→ 页面摘录
通用文件写入、打包、OSS 上传管线 SDK
Project description
FUploader
通用的「消费消息 → 写本地文件 → 打包归档 → 上传 OSS」管线 SDK。
核心流程
MessageSource MetaWriter MetaPacker
──────────── ────────────── ─────────────────
RabbitMQ ──► 解析消息 ──► 写盘到 slot ──► 封口 ──► 打包 .tar.zst ──► 上传 OSS ──► 清理本地
│
▼
Redis (StateStore)
· slot 计数 / 封口阈值
· 待打包队列
· 分布式锁
架构设计
三层抽象接口
SDK 通过抽象接口解耦外部依赖,方便替换不同中间件:
| 接口 | 职责 | 内置实现 |
|---|---|---|
MessageSource |
消息消费、ACK/NACK | RabbitMQSource (aio-pika) |
StateStore |
slot 状态、队列、分布式锁 | RedisStateStore (redis-py async) |
ObjectStore |
文件上传、存在性检查 | OssUploader (COS / 阿里云 OSS / S3) |
四种策略注入
业务逻辑通过 Callable 注入,无需继承任何类:
| 策略 | 签名 | 作用 |
|---|---|---|
MessageParser |
(bytes) -> dict |
将原始消息字节解析为结构化数据 |
FileNameGenerator |
(dict) -> str |
根据数据生成写入文件名 |
Packer |
(Path) -> Path | None |
将目录打包为归档文件 |
RemoteKeyGenerator |
(str) -> str |
根据归档文件名生成远端 OSS key |
Slot 分片机制
- 按文件名 hash 取模分配到不同 slot 目录(
slot_0_0、slot_1_0...) - 每个 slot 有独立的
active_dir_id和active_count - 支持多进程并行写入同一存储目录,互不冲突
封口(Seal)机制
- 每个 slot 目录内文件数达到
pack_threshold时自动触发封口 - 当前目录被标记为 ready,加入打包队列;同时创建新序号目录(如
slot_0_0→slot_0_1) - 阈值检查通过 Redis Lua 脚本保证原子性
残留恢复
启动时自动扫描 storage_root,找出非当前活跃的 slot_* 目录,重新加入待打包队列,防止进程崩溃后数据丢失。
安装
# 基础安装
pip install FUploader
# 按需安装 OSS 后端
pip install FUploader[cos] # 腾讯云 COS
pip install FUploader[oss] # 阿里云 OSS
pip install FUploader[s3] # AWS S3 / MinIO
pip install FUploader[adapters] # 全部 OSS 后端
快速开始
以下示例展示抖音评论数据写入管线的完整用法(源码见 examples/douyin_writer.py):
import asyncio
import json
from pathlib import Path
from file_uploader import (
FileWriterConfig,
FileWriterPipeline,
OssProvider,
OssUploader,
RabbitMQSource,
RedisStateStore,
tar_zstd_packer,
)
# 1. 业务策略函数
def douyin_message_parser(raw_body: bytes) -> dict:
return json.loads(raw_body.decode("utf-8"))

→ 数据

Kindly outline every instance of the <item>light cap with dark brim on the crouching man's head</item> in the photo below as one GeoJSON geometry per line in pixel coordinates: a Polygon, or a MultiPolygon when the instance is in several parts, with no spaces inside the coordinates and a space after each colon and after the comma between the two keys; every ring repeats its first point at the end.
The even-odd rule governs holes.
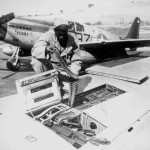
{"type": "Polygon", "coordinates": [[[56,19],[54,22],[54,30],[57,31],[68,31],[69,25],[66,20],[63,19],[56,19]]]}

→ 练习 A
把 FUploader 页面摘录中“通用文件写入、打包、OSS 上传管线 SDK”到“Redis (StateStore)”之间的内容原样抄写下来，首尾两处都包括在内。
→ 练习 B
根据 FUploader 页面摘录，封口阈值检查靠什么保证原子性？
这份列表用不到。

→ 参考解答 A
通用文件写入、打包、OSS 上传管线 SDK
Project description
FUploader
通用的「消费消息 → 写本地文件 → 打包归档 → 上传 OSS」管线 SDK。
核心流程
MessageSource MetaWriter MetaPacker
──────────── ────────────── ─────────────────
RabbitMQ ──► 解析消息 ──► 写盘到 slot ──► 封口 ──► 打包 .tar.zst ──► 上传 OSS ──► 清理本地
│
▼
Redis (StateStore)

→ 参考解答 B
靠 Redis Lua 脚本保证原子性。